▸ Exercise directions:
Reproduce the records that follow exactly; any picture among them stays out.
*** Data section ***
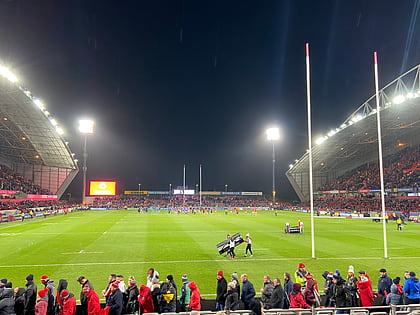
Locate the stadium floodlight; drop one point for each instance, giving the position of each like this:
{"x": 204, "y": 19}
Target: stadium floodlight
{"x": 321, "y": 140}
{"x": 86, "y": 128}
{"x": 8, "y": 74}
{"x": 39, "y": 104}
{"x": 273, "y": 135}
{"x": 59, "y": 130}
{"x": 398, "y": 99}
*** End of Data section ***
▸ Solution to this problem:
Locate the stadium floodlight; drop one point for each instance, giving the position of each like this:
{"x": 204, "y": 19}
Target: stadium floodlight
{"x": 321, "y": 140}
{"x": 86, "y": 128}
{"x": 8, "y": 74}
{"x": 39, "y": 104}
{"x": 273, "y": 135}
{"x": 59, "y": 130}
{"x": 398, "y": 99}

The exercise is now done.